---- MATERIAL PROVIDED
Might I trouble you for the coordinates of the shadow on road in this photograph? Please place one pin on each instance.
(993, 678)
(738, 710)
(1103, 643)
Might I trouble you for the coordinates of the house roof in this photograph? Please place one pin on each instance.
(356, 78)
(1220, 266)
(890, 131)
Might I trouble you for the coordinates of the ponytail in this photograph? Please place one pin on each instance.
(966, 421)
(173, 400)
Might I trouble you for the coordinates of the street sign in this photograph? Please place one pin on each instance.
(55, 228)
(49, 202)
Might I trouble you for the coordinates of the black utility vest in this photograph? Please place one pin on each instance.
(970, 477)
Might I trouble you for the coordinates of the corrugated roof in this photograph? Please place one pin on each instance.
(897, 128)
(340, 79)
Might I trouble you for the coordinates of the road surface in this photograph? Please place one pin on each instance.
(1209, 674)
--------
---- MATERIAL PROVIDED
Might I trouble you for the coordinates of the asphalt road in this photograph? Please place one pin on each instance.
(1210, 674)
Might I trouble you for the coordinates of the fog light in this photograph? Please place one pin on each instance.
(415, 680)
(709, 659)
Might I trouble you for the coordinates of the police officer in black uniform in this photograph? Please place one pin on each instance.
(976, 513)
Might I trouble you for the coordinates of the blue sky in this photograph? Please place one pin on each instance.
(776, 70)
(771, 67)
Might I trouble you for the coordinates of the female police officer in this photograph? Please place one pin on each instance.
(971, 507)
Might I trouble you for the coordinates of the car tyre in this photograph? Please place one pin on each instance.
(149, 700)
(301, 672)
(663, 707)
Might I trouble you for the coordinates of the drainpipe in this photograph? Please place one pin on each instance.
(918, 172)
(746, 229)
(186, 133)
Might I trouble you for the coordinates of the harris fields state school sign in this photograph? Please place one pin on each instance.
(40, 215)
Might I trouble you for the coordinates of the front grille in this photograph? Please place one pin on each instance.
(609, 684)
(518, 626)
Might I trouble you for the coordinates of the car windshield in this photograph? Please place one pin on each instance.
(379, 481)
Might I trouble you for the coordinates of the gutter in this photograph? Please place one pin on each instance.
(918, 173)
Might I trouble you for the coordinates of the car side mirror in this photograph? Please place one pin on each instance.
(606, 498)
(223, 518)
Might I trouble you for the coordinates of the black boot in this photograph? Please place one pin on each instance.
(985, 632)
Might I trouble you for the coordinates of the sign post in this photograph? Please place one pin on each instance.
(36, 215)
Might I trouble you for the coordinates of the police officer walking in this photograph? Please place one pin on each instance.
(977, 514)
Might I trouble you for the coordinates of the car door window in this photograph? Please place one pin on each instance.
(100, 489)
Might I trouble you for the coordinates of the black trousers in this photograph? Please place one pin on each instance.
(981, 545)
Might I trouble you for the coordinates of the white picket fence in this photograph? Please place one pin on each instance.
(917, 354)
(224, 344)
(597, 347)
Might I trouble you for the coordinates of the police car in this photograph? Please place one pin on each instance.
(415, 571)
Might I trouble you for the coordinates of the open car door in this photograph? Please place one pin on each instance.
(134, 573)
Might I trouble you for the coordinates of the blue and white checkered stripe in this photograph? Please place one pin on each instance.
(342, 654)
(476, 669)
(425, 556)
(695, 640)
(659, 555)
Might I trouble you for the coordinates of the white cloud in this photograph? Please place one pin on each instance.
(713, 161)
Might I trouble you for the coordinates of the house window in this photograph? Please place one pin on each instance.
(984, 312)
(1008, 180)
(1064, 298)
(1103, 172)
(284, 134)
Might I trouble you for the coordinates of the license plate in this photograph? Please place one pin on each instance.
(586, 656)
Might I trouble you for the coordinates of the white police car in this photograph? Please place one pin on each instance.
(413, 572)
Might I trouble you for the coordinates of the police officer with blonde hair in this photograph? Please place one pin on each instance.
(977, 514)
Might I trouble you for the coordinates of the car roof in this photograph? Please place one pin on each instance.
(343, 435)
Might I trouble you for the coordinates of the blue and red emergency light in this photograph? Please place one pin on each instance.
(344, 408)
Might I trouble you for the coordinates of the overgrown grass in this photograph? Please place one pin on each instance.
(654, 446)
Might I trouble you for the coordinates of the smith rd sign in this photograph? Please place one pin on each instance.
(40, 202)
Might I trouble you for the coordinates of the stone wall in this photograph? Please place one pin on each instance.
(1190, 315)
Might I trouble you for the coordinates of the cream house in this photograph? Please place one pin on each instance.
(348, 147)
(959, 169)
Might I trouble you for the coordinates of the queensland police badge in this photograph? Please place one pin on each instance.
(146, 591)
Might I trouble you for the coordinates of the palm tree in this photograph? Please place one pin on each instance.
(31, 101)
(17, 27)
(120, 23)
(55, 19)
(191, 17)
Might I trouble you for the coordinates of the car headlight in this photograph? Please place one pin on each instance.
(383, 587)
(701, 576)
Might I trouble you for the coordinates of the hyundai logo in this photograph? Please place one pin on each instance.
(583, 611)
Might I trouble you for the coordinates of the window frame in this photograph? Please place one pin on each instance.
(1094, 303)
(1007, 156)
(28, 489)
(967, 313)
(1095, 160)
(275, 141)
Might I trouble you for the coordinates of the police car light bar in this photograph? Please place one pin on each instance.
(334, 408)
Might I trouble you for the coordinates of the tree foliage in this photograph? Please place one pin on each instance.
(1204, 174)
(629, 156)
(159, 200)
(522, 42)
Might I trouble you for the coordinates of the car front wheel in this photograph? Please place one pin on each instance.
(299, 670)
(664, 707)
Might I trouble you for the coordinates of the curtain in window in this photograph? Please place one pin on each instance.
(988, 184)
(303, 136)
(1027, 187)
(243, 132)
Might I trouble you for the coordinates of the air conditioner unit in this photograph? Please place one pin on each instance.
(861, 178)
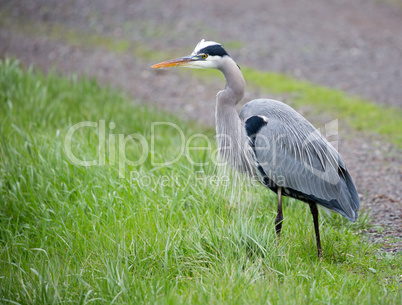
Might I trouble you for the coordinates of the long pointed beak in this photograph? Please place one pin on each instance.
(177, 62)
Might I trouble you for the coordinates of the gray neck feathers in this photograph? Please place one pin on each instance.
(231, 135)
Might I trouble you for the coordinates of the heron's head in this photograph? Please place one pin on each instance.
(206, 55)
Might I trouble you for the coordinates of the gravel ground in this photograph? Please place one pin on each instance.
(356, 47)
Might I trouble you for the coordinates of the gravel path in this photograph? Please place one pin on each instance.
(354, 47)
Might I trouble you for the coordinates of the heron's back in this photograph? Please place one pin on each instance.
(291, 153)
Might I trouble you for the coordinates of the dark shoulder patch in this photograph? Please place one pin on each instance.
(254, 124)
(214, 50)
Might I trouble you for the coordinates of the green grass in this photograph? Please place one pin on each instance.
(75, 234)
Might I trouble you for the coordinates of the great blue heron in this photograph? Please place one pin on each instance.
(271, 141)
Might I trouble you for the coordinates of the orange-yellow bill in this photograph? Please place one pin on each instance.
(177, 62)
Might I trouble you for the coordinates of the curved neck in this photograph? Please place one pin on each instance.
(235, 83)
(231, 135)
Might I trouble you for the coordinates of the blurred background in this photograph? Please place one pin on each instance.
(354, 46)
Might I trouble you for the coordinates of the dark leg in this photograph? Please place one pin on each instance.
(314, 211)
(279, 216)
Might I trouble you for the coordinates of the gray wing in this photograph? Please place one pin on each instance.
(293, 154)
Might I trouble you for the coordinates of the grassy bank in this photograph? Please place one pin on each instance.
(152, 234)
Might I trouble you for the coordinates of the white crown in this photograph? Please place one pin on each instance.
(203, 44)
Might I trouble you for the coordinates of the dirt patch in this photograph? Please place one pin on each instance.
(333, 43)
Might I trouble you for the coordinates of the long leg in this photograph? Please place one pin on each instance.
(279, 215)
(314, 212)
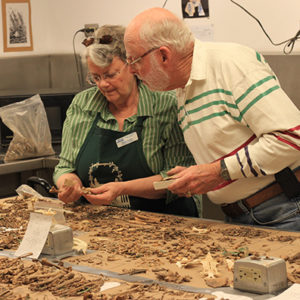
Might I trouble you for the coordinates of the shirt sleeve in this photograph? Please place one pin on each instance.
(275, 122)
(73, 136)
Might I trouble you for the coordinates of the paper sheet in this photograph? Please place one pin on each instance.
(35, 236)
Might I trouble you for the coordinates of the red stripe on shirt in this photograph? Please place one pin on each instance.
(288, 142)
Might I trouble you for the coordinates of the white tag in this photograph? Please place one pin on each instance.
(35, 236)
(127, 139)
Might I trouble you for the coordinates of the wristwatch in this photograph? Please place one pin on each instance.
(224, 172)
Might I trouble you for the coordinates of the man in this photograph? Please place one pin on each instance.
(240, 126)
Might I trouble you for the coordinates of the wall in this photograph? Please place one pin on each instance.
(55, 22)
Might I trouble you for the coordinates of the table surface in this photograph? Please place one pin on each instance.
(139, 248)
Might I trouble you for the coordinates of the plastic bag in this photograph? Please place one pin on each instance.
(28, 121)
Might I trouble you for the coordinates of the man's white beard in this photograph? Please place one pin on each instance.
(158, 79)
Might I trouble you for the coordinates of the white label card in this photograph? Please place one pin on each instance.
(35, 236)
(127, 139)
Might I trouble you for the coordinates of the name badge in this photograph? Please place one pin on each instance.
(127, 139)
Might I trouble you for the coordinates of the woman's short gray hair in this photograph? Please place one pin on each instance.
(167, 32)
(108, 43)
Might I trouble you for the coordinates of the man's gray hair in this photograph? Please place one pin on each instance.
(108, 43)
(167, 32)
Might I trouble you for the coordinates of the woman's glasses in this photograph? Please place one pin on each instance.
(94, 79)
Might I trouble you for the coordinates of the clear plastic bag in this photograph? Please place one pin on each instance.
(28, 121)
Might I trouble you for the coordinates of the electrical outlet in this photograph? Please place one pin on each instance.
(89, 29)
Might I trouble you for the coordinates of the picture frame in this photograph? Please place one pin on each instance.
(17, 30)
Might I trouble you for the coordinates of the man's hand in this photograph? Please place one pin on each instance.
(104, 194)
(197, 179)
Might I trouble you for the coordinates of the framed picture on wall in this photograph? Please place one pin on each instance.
--------
---- MATERIAL PROVIDED
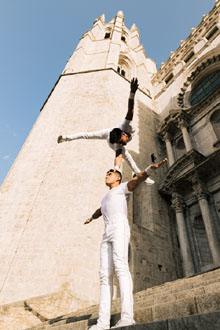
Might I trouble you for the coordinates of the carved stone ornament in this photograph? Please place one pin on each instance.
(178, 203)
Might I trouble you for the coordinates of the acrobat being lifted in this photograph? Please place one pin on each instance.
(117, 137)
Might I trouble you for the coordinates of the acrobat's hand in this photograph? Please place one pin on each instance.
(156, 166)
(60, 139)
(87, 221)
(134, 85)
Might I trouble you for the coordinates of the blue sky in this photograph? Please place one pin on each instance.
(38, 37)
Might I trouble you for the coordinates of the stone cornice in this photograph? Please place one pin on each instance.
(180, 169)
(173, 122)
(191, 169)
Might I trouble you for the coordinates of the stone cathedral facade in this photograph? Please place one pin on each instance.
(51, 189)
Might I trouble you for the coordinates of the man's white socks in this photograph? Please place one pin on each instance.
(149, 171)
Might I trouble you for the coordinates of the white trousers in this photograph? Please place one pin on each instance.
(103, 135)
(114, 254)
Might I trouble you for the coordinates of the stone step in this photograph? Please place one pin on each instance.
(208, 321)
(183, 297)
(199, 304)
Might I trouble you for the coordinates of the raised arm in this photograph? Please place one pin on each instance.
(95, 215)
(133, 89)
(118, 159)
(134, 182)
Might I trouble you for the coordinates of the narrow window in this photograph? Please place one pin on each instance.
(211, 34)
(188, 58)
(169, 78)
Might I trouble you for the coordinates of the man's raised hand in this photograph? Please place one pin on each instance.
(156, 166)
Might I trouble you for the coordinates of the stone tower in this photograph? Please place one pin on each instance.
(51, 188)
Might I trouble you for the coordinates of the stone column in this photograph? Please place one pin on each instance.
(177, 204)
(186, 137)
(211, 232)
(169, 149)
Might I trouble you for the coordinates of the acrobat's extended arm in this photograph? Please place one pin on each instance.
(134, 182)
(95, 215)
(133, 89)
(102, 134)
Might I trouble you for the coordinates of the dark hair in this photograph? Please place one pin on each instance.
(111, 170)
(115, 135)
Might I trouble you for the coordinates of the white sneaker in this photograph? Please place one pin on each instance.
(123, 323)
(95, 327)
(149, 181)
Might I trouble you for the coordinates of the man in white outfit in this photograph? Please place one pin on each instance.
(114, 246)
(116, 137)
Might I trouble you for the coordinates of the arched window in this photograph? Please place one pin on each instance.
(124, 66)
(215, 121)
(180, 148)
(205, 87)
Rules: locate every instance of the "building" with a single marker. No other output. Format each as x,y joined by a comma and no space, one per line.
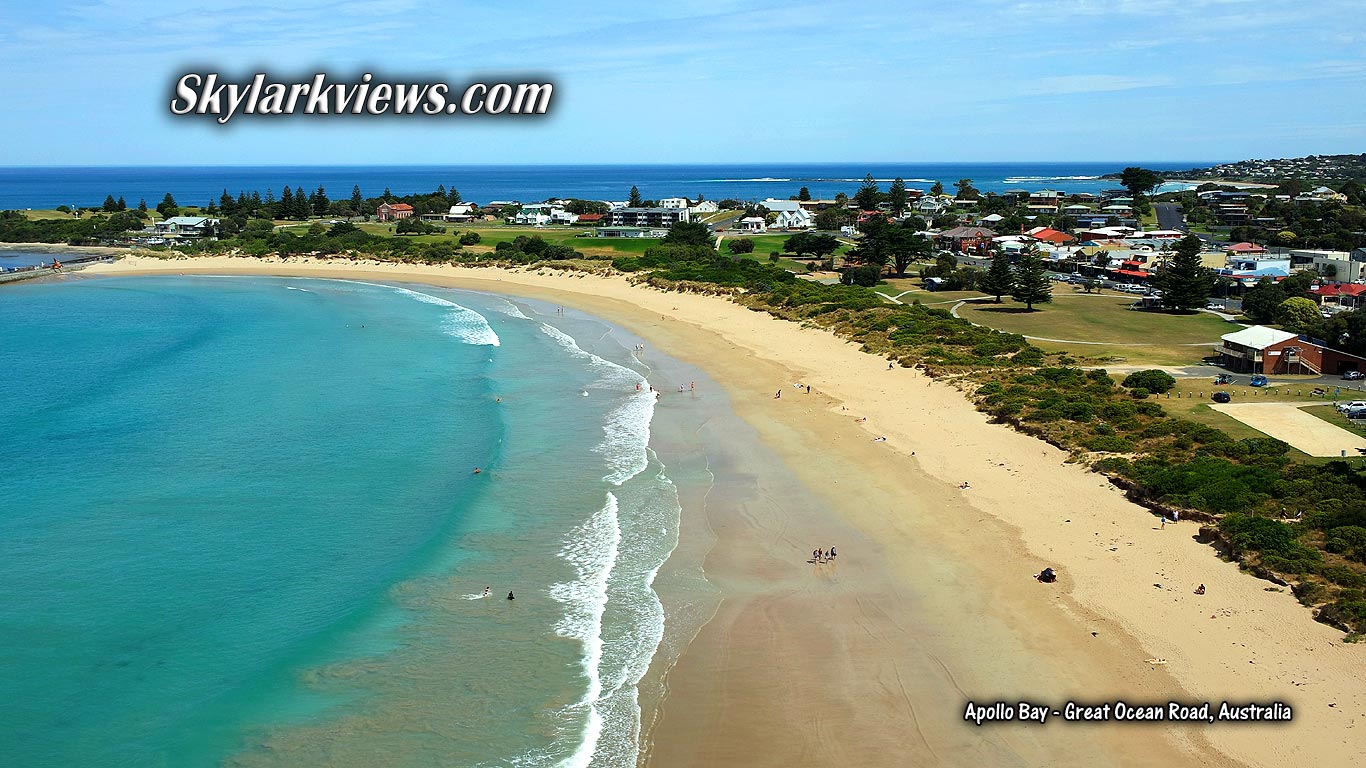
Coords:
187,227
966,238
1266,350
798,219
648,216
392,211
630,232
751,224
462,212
--------
## TASK GOAL
Return each line of the records above that contains the word "door".

## THE REPLY
Might I trouble you for the coordinates of the car door window in this photograph? Please place one pin on each instance.
Might I trouble you for the coordinates of the open car door in this photograph? Please place one pin on each instance.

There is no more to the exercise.